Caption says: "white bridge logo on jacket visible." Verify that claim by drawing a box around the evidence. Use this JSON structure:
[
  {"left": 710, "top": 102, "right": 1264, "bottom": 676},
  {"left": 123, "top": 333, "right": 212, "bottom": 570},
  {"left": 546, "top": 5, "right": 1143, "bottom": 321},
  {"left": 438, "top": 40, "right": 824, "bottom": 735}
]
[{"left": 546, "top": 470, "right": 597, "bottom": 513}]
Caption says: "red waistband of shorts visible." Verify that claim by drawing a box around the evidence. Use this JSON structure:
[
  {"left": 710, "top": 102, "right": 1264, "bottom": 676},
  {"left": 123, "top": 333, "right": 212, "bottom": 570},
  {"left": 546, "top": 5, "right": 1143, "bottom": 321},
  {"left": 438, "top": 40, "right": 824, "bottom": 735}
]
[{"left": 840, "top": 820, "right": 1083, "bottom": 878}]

□ □ □ □

Update the entries above by changing every "Verify" to "Confirm" and leaving everything else untouched.

Caption says: "white bridge logo on jacket visible." Confirm that claim by drawing a box around the evidence. Use this JSON structure:
[
  {"left": 710, "top": 102, "right": 1264, "bottom": 676},
  {"left": 123, "top": 333, "right": 212, "bottom": 570},
  {"left": 546, "top": 5, "right": 1143, "bottom": 321},
  {"left": 438, "top": 40, "right": 824, "bottom": 735}
]
[{"left": 546, "top": 470, "right": 597, "bottom": 513}]
Caption says: "red waistband of shorts visible." Confirm that claim by drawing a box around the evidence. Use this JSON structure:
[
  {"left": 710, "top": 102, "right": 1264, "bottom": 676},
  {"left": 123, "top": 333, "right": 212, "bottom": 570},
  {"left": 546, "top": 5, "right": 1143, "bottom": 321},
  {"left": 438, "top": 40, "right": 824, "bottom": 735}
]
[{"left": 840, "top": 820, "right": 1083, "bottom": 878}]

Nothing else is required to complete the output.